_WHAT THE TASK REQUIRES_: Please edit the listing below so that every "white t-shirt" becomes "white tee", changing nothing else. Omit the pictures from your reply.

_GIVEN INFORMATION_:
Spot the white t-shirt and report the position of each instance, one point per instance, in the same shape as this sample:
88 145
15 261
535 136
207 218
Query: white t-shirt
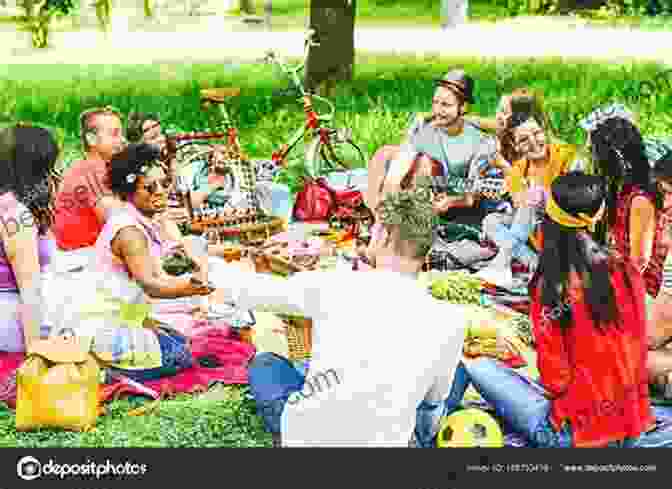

_EXERCISE OUTPUT_:
Spot the white tee and report the position of each instance, one point per instance, in the same shape as this sample:
88 145
15 261
535 136
207 218
Query: white tee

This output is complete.